▶ What the task requires: Copy the first line of the entries below and every line after it through the line containing "compact form (233,179).". Do not include pictures.

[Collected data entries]
--------------------
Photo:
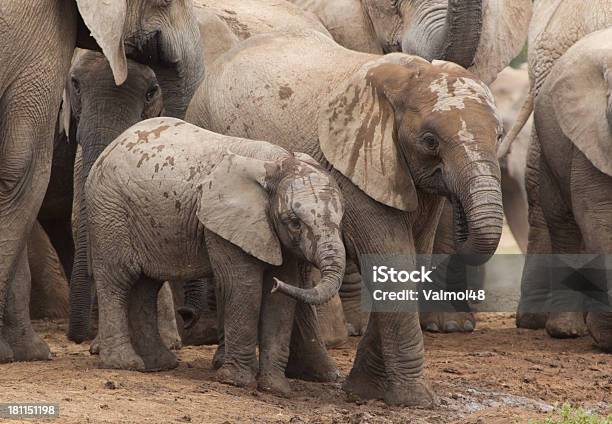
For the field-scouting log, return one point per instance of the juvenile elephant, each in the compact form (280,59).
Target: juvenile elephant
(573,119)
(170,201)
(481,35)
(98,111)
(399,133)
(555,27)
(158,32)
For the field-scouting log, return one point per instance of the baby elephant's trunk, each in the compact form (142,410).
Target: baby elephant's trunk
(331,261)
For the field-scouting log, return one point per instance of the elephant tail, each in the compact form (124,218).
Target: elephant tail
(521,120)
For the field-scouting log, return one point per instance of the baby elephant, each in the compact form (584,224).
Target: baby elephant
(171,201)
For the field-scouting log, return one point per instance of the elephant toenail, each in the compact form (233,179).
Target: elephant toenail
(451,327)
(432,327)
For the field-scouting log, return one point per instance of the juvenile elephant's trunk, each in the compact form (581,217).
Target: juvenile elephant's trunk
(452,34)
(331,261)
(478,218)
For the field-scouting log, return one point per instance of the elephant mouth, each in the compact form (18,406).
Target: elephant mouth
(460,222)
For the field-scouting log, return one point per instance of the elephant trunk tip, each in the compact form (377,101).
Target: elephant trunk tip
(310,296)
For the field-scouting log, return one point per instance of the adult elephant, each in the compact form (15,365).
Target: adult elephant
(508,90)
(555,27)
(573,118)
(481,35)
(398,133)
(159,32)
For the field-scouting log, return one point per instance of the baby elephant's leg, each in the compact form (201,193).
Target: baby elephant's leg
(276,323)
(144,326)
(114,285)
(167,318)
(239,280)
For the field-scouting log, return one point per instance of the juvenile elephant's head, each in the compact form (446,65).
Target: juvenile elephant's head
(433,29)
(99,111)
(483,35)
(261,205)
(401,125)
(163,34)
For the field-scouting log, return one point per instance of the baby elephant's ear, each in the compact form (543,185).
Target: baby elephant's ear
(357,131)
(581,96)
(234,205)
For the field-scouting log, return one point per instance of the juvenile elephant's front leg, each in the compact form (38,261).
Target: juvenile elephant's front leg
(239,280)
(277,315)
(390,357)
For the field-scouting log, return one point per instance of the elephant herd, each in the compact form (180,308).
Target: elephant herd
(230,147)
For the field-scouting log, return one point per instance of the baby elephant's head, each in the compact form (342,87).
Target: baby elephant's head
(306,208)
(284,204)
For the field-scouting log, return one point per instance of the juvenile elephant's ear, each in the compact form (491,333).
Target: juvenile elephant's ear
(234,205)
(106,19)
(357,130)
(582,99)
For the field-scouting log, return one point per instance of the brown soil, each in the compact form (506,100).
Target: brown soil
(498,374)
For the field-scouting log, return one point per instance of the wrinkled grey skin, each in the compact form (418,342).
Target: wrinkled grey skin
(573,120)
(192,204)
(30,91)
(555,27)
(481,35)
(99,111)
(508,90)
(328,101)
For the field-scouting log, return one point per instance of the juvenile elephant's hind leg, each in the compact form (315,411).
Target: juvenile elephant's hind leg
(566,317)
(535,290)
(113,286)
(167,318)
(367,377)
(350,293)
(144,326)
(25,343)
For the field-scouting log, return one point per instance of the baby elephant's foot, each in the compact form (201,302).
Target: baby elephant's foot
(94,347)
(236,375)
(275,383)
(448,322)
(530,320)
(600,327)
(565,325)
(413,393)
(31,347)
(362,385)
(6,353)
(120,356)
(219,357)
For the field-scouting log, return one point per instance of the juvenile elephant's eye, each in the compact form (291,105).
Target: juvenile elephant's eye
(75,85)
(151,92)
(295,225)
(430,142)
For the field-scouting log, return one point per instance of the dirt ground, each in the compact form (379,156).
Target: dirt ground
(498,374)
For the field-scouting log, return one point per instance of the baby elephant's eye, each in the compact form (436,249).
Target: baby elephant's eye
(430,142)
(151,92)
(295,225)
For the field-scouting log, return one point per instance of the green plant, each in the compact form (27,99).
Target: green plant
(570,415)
--------------------
▶ Task result:
Photo:
For the field-scouting log, return one point per instance of the juvenile elephant, each in the compact form (280,59).
Target: juvenile elephant
(573,119)
(170,201)
(481,35)
(98,111)
(399,133)
(555,27)
(158,32)
For the field-scouting log, return one point per instance of the baby elephant's trunk, each in the compact form (142,410).
Target: baby elephant's trunk
(331,261)
For the field-scouting log, return one point per instance of the elephant tail, each in the compact form (124,218).
Target: elephant tail
(521,120)
For the field-scouting log, return one point per instance of the baby elephant, each in the compact form (584,224).
Target: baby elephant
(171,201)
For the field-scouting log, return one point per instance of the elephant toenail, each in the compact form (233,179).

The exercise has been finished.